PROBLEM DETAILS:
Find every line in the listing below that contains the word "white", and copy each one.

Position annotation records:

——

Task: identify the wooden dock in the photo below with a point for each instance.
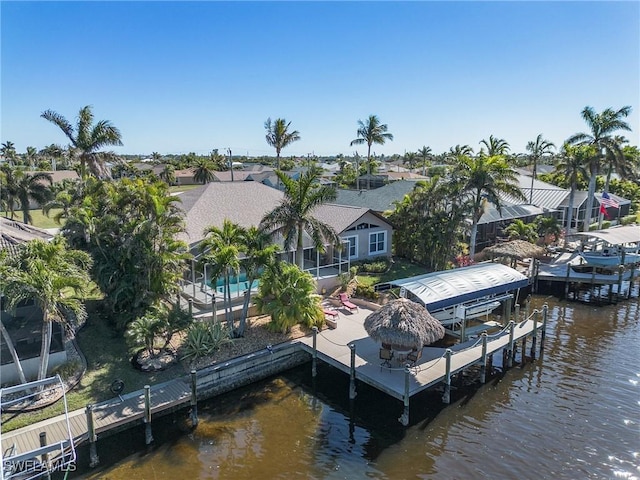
(333, 348)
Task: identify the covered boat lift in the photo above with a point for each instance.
(454, 295)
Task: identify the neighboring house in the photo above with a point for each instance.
(366, 234)
(24, 323)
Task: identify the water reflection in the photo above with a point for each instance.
(571, 415)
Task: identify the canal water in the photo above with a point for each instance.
(574, 414)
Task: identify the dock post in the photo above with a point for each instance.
(510, 350)
(314, 358)
(446, 398)
(534, 334)
(620, 273)
(483, 367)
(45, 456)
(566, 281)
(91, 431)
(543, 334)
(194, 398)
(352, 379)
(404, 419)
(148, 436)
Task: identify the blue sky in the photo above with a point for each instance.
(176, 77)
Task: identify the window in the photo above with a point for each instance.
(352, 247)
(377, 242)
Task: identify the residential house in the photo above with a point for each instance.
(365, 233)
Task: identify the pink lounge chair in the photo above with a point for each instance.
(344, 299)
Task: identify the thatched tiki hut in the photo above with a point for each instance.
(404, 325)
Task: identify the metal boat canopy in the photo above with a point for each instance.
(438, 290)
(616, 235)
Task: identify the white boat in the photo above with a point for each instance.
(455, 314)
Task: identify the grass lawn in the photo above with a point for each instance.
(108, 359)
(40, 220)
(400, 268)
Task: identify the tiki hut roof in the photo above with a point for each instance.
(518, 249)
(403, 324)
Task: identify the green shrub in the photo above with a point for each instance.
(67, 369)
(366, 291)
(628, 220)
(203, 339)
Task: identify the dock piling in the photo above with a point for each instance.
(534, 334)
(510, 350)
(543, 334)
(483, 367)
(404, 419)
(45, 456)
(314, 358)
(194, 398)
(446, 398)
(148, 435)
(352, 379)
(91, 431)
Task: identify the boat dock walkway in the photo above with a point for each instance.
(333, 348)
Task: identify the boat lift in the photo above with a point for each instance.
(39, 462)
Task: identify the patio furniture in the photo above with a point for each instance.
(346, 303)
(331, 317)
(386, 355)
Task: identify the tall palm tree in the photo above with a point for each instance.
(482, 180)
(572, 164)
(259, 252)
(495, 146)
(278, 136)
(369, 132)
(32, 186)
(52, 275)
(538, 149)
(426, 155)
(294, 216)
(88, 139)
(222, 247)
(602, 126)
(204, 171)
(8, 152)
(5, 277)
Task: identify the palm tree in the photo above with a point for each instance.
(294, 216)
(537, 149)
(88, 139)
(371, 131)
(48, 272)
(31, 157)
(572, 163)
(204, 171)
(31, 186)
(8, 152)
(287, 294)
(425, 155)
(222, 247)
(495, 146)
(278, 136)
(482, 180)
(601, 126)
(259, 252)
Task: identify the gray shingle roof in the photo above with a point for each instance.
(379, 199)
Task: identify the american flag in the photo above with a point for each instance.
(607, 201)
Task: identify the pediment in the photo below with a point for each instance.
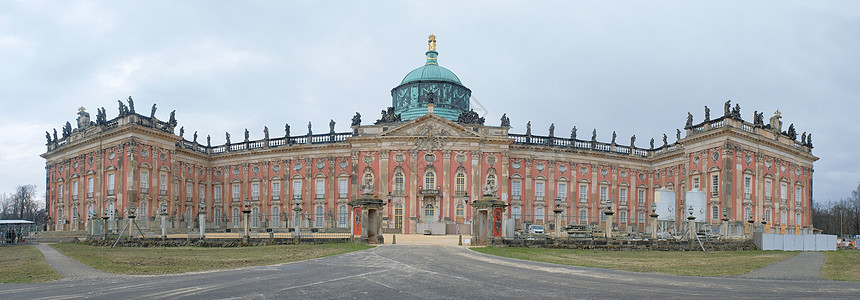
(431, 126)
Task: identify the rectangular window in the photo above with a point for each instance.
(343, 187)
(111, 182)
(91, 184)
(768, 189)
(237, 192)
(162, 184)
(583, 193)
(255, 191)
(562, 191)
(715, 185)
(144, 182)
(319, 184)
(539, 190)
(217, 194)
(604, 194)
(516, 189)
(276, 190)
(297, 188)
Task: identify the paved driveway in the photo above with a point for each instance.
(427, 272)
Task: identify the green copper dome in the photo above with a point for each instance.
(431, 71)
(430, 83)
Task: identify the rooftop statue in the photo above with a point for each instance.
(356, 119)
(130, 105)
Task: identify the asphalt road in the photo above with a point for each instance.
(426, 272)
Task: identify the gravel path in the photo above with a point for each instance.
(804, 266)
(69, 268)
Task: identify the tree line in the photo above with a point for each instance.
(839, 217)
(22, 205)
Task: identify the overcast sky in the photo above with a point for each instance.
(632, 67)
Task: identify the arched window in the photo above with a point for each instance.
(491, 179)
(398, 183)
(320, 216)
(276, 217)
(429, 212)
(460, 183)
(398, 216)
(461, 213)
(430, 181)
(341, 216)
(255, 217)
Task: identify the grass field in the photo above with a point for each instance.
(170, 260)
(719, 263)
(841, 265)
(24, 264)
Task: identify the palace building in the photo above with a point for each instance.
(427, 156)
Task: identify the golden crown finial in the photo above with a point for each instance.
(431, 41)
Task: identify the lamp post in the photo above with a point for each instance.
(297, 208)
(654, 220)
(246, 211)
(608, 214)
(692, 220)
(163, 215)
(558, 210)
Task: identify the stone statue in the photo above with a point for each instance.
(356, 119)
(130, 105)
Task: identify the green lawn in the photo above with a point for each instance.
(24, 264)
(841, 265)
(172, 260)
(717, 263)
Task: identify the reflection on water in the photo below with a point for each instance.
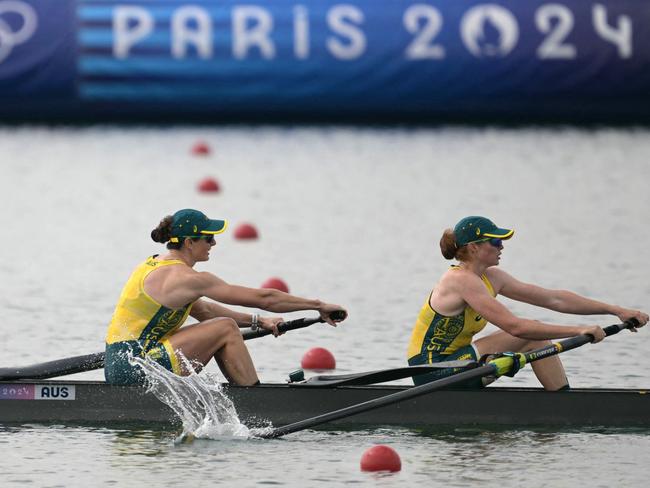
(346, 215)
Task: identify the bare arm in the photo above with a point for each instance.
(476, 295)
(194, 284)
(561, 300)
(205, 310)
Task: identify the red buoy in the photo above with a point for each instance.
(276, 284)
(208, 185)
(245, 231)
(381, 458)
(200, 148)
(318, 358)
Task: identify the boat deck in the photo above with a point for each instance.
(82, 402)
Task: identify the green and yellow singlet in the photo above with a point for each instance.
(141, 326)
(436, 335)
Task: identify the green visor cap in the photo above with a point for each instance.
(474, 228)
(192, 223)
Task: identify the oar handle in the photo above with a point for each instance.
(293, 325)
(90, 362)
(616, 328)
(610, 330)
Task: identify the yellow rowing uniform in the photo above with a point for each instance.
(141, 326)
(436, 337)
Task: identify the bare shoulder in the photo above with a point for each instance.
(498, 277)
(458, 278)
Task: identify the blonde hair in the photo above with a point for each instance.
(449, 247)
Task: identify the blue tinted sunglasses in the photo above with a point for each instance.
(493, 242)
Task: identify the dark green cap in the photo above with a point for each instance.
(475, 228)
(192, 223)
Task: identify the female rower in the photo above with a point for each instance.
(164, 290)
(463, 301)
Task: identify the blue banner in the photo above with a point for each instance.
(324, 58)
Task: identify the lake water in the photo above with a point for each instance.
(347, 215)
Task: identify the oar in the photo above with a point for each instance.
(496, 367)
(90, 362)
(381, 376)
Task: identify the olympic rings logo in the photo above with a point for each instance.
(10, 38)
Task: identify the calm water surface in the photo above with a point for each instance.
(346, 215)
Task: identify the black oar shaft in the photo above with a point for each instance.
(574, 342)
(90, 362)
(382, 401)
(496, 367)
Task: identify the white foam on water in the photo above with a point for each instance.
(199, 401)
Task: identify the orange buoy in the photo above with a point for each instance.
(318, 358)
(200, 148)
(246, 231)
(276, 284)
(208, 185)
(381, 458)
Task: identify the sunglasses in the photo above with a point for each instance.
(498, 243)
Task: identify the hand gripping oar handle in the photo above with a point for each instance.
(90, 362)
(496, 367)
(292, 325)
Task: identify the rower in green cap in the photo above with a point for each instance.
(464, 301)
(164, 290)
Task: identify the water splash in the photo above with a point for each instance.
(199, 401)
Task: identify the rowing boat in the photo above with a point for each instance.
(93, 402)
(26, 396)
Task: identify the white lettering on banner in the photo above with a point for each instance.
(54, 392)
(336, 20)
(301, 32)
(553, 46)
(489, 30)
(125, 36)
(421, 47)
(10, 38)
(621, 37)
(245, 38)
(183, 35)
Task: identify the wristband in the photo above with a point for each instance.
(255, 320)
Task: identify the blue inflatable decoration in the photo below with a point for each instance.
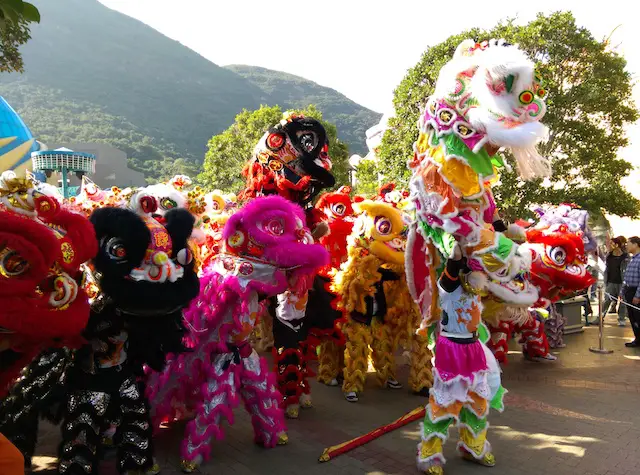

——

COMPLETED TASK:
Task: identify the white boat in the photo above with a point for each instance.
Task: identify the white foam on water in the photo above with a point for each instance.
Task: identify the white lettering on banner in the photo above with a point for each instance.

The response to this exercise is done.